# Esercizi da svolgere:
1) Nel testo sul teatro per pazienti Alzheimer, in che anno è stata istituita la giornata mondiale dell'Alzheimer?
2) Trascrivi senza cambiare nulla il passo del testo sul teatro per pazienti Alzheimer che comincia con "Perché proprio il" e prosegue fino a "il lavoro fatto.".

# Testo di partenza:
Per guardare a questa malattia da un punto di vista inedito abbiamo chiesto a Valentina Ruggiero, operatrice OSS che da anni lavora in un centro Alzheimer, di parlarci della sua innovativa iniziativa: il laboratorio di teatro per pazienti Alzheimer.

Il 21 settembre è la giornata mondiale dell’Alzheimer, istituita nel 1994 per iniziativa dell’Oms (Organizzazione Mondiale della Sanità). Un’occasione per approfondire la conoscenza di una malattia molto diffusa e con un’eziologia specifica ancora in parte da capire. Saranno molte le iniziative, i congressi e gli incontri in tutta Italia. Per guardare a questa malattia da un punto di vista inedito abbiamo chiesto a Valentina Ruggiero, operatrice socio sanitaria che da anni lavora in un centro Alzheimer, di parlarci della sua innovativa iniziativa: il laboratorio di teatro per pazienti Alzheimer.
Perché proprio il teatro?
Perché è una mia grande passione, insieme al cinema, su cui sapevo avrei potuto contare e che avrei potuto trasmettere ai partecipanti al corso. È importante poter fare affidamento su una forte spinta interiore perché un laboratorio come questo può essere molto faticoso da portare avanti: bisogna non arrendersi mai e proporre in maniera sempre diversa e costante contenuti e attività, che permettano agli attori di memorizzare il lavoro fatto.
Non è un controsenso proporre a dei pazienti Alzheimer un’attività in cui la memoria ha un ruolo così importante?
Al contrario. È proprio grazie al fatto che queste persone siano spinte a ricordare una parte, un movimento, un’intenzione che questo corso può avere un’importanza fondamentale per loro. La perdita di memoria (amnesia), o addirittura la perdita della capacità di riconoscere oggetti e persone (agnosia), sono infatti alcuni degli aspetti più invalidanti del morbo di Alzhaimer. Con un laboratorio di teatro essi diventano proprio gli scogli da superare, i limiti da valicare. È una continua lotta per riappropriarsi del terreno interiore che è sempre in pericolo di venir perduto. È ovvio, non tutti i pazienti possono affrontare questa impresa ma per molti è possibile e auspicabile. Deve essere un lavoro costante, questa è la cosa più importante, perché così diventa sempre presente, e memorizzabile. Un’attività continuativa con un obiettivo chiaro, la messinscena finale, è proprio quello di cui hanno bisogno. Il mio lavoro è questo: proporre loro un obiettivo, in un ambiente stimolante e divertente; una routine di riscaldamento, esercizi e giochi che permetta di loro di ritrovare la “terra sotto i piedi” e poi un rapporto di fiducia, con me e con gli altri operatori coinvolti, e di ricerca, con la parte e la dimensione artistica che comunque è presente. In maniera a volte sorprendente.

# Materiale mostrato:
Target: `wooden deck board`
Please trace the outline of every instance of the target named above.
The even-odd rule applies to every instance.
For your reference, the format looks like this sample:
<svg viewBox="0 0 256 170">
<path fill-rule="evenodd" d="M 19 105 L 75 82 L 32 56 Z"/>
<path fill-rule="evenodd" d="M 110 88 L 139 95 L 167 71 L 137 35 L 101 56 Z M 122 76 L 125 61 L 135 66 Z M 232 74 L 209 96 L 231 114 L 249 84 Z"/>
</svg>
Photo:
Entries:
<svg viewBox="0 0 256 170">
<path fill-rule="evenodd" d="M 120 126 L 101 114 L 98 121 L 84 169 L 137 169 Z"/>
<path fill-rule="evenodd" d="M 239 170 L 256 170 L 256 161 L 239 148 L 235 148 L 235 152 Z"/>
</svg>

--

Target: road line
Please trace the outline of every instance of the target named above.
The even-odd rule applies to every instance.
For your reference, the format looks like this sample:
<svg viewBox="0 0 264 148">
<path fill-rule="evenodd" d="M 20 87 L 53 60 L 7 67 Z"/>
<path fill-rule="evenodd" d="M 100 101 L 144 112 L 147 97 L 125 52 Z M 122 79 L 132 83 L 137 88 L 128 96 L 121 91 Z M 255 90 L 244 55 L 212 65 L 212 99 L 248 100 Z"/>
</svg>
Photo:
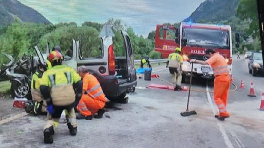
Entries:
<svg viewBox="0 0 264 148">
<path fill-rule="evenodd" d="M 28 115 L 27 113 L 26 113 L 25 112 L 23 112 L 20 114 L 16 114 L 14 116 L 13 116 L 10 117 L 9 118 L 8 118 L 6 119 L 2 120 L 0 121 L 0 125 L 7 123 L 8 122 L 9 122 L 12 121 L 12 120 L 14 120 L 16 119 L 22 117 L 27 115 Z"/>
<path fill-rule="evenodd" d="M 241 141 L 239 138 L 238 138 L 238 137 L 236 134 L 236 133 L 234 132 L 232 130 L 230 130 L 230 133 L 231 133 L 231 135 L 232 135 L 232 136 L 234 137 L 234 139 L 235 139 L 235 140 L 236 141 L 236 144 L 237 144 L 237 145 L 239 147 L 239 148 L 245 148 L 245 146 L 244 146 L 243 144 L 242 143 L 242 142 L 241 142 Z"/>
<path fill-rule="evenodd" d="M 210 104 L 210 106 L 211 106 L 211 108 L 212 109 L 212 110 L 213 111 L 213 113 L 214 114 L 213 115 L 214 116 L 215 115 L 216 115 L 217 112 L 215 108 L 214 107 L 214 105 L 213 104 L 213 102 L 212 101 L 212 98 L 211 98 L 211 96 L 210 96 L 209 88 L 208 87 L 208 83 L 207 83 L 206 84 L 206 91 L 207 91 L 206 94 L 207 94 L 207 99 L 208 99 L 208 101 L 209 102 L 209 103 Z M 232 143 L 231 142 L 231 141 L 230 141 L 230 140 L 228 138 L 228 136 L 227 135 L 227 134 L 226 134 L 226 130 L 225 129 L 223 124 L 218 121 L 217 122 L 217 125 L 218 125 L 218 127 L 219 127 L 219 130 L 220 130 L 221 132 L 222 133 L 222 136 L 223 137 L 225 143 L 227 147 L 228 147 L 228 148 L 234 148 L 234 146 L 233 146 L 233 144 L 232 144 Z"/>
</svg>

...

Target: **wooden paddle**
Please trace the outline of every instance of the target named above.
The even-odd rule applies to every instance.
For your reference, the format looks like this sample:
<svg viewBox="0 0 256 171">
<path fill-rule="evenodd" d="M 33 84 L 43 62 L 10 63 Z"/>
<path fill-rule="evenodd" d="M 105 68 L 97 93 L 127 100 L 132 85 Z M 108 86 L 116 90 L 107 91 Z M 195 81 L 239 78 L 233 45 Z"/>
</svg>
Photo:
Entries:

# Risposte:
1) Nel 1994.

2)
Perché proprio il teatro?
Perché è una mia grande passione, insieme al cinema, su cui sapevo avrei potuto contare e che avrei potuto trasmettere ai partecipanti al corso. È importante poter fare affidamento su una forte spinta interiore perché un laboratorio come questo può essere molto faticoso da portare avanti: bisogna non arrendersi mai e proporre in maniera sempre diversa e costante contenuti e attività, che permettano agli attori di memorizzare il lavoro fatto.